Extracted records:
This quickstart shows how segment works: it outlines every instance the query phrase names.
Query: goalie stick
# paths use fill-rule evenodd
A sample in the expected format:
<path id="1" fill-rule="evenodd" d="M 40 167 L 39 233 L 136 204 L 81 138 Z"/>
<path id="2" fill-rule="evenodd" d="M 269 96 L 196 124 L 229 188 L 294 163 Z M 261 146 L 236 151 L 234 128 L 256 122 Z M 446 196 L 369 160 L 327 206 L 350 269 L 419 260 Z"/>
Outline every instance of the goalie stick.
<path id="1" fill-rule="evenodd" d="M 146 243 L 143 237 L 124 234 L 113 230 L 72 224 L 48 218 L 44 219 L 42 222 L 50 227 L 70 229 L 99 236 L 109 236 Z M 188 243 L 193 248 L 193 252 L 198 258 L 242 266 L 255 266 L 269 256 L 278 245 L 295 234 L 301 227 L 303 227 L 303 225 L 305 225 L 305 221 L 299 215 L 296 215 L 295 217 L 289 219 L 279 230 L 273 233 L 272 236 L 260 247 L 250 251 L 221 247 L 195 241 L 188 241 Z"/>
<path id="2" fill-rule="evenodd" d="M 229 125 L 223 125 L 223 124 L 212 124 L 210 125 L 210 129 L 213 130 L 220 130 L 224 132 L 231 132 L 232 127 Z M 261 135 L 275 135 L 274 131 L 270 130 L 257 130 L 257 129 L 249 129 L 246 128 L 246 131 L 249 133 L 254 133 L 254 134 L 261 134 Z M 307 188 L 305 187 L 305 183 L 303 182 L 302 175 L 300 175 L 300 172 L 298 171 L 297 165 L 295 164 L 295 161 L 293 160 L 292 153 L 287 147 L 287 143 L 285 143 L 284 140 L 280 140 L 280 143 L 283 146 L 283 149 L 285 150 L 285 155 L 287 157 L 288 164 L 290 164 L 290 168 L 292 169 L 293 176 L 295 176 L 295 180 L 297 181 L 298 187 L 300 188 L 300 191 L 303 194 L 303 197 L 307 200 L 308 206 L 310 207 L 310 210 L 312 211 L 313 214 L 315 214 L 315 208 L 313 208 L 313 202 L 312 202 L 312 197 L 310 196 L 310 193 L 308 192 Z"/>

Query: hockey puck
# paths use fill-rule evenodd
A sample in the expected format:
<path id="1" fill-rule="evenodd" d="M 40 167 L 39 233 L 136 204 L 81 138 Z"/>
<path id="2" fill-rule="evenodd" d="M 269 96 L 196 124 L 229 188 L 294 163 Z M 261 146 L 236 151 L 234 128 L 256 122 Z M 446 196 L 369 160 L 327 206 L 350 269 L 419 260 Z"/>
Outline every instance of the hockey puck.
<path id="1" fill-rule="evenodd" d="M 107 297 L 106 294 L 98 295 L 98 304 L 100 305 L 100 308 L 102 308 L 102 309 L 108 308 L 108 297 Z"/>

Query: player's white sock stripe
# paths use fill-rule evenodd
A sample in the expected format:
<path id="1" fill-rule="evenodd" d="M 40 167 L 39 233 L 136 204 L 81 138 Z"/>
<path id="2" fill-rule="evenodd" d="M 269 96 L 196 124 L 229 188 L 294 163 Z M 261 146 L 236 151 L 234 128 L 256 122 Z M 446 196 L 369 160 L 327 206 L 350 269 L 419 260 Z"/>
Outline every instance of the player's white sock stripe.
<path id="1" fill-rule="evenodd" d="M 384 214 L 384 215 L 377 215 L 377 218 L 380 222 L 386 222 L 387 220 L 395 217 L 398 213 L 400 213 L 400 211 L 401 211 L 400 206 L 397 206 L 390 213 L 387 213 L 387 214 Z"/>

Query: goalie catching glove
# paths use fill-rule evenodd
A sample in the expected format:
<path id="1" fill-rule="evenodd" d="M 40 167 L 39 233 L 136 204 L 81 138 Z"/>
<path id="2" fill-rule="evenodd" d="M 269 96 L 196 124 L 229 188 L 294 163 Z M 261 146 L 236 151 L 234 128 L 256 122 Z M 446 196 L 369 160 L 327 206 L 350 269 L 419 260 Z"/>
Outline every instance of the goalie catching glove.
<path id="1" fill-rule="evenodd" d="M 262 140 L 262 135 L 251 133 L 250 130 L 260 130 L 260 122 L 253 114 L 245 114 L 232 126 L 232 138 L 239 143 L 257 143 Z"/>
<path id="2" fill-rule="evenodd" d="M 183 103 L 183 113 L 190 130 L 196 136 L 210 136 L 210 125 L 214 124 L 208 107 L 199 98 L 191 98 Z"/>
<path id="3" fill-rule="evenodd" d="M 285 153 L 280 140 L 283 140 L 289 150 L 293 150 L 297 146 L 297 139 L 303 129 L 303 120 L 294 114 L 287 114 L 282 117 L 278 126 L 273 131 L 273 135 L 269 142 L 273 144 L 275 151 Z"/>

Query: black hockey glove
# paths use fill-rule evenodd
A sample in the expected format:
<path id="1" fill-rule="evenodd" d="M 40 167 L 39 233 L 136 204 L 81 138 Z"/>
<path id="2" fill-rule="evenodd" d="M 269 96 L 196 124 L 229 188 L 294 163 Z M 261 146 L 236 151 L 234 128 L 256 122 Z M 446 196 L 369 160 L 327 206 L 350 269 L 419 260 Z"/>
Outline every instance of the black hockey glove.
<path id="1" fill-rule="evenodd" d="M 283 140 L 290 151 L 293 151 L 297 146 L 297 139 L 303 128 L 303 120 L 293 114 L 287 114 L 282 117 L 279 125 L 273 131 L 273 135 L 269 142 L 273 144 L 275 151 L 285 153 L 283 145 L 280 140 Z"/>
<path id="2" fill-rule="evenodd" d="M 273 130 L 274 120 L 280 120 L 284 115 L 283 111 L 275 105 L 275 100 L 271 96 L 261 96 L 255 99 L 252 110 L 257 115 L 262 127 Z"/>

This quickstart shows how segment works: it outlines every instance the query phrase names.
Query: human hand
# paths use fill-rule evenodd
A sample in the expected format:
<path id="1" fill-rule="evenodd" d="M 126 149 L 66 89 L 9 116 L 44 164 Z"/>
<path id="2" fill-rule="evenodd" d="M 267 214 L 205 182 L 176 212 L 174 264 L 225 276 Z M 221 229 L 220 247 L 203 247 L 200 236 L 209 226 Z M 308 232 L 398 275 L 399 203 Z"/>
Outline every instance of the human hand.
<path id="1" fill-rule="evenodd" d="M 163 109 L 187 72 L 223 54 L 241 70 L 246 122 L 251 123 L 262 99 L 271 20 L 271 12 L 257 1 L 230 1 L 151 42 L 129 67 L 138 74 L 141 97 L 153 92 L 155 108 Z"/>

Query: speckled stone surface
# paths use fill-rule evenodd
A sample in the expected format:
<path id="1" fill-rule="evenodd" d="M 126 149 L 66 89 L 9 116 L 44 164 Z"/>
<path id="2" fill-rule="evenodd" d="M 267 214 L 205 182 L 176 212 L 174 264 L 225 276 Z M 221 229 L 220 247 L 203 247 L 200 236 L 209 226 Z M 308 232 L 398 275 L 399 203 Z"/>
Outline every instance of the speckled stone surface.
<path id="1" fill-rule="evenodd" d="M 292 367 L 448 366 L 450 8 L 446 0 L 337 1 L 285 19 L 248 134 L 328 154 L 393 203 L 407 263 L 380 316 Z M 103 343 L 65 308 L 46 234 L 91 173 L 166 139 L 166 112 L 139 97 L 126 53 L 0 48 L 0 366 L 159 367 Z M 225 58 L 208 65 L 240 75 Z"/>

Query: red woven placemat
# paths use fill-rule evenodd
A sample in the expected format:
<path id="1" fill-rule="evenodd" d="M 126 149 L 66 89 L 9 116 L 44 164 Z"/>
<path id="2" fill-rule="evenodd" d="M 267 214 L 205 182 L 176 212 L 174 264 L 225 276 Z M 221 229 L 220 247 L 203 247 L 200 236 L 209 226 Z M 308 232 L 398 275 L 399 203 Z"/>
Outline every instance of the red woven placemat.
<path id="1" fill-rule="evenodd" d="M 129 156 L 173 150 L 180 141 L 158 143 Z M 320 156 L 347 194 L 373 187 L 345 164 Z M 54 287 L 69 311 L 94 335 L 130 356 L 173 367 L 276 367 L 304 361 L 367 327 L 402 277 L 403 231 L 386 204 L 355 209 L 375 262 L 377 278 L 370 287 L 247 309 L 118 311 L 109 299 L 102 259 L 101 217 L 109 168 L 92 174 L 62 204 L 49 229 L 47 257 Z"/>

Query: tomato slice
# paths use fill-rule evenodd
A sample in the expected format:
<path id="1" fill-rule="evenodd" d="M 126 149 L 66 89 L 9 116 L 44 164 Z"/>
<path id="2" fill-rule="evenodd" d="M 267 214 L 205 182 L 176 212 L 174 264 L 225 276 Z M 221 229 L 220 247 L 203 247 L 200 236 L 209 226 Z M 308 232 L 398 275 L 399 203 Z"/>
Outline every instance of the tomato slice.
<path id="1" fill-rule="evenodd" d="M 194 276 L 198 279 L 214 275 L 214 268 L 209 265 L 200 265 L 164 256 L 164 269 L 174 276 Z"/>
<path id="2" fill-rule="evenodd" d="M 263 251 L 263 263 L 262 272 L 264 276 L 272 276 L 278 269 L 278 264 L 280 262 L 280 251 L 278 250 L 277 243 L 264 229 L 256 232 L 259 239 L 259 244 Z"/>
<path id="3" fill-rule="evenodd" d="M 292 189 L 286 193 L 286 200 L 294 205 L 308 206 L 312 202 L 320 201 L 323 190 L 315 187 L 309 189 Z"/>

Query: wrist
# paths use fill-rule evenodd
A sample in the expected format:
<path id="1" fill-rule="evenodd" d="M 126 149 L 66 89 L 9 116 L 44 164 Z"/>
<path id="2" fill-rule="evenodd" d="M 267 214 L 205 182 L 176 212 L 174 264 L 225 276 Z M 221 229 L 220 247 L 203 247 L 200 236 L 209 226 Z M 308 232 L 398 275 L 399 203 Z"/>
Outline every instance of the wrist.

### YOUR INSTRUCTIONS
Search the data for "Query: tomato slice". Beginning with that line, set down every line through the last exactly.

### YOUR SOLUTION
Query: tomato slice
# paths use fill-rule evenodd
A sample in the expected format:
<path id="1" fill-rule="evenodd" d="M 126 149 L 66 89 L 9 116 L 44 164 Z"/>
<path id="2" fill-rule="evenodd" d="M 267 214 L 205 182 L 176 212 L 174 264 L 225 276 Z M 221 229 L 220 247 L 203 247 L 200 236 L 209 226 Z M 308 232 L 398 275 L 399 203 Z"/>
Outline every instance of the tomato slice.
<path id="1" fill-rule="evenodd" d="M 194 276 L 198 279 L 214 275 L 214 268 L 209 265 L 200 265 L 164 256 L 164 269 L 174 276 Z"/>
<path id="2" fill-rule="evenodd" d="M 263 251 L 263 263 L 262 272 L 264 276 L 272 276 L 278 269 L 278 264 L 280 262 L 280 251 L 278 250 L 277 243 L 264 229 L 256 232 L 259 239 L 259 244 Z"/>
<path id="3" fill-rule="evenodd" d="M 292 189 L 286 193 L 286 200 L 294 205 L 308 206 L 312 202 L 320 201 L 323 190 L 315 187 L 309 189 Z"/>

Query: wrist
# paths use fill-rule evenodd
A sample in the expected format:
<path id="1" fill-rule="evenodd" d="M 126 149 L 66 89 L 9 116 L 44 164 Z"/>
<path id="2" fill-rule="evenodd" d="M 267 214 L 205 182 L 176 212 L 174 264 L 225 276 Z M 221 229 L 220 247 L 203 247 L 200 236 L 209 226 Z M 308 232 L 398 275 L 399 203 Z"/>
Outline every instance of the wrist.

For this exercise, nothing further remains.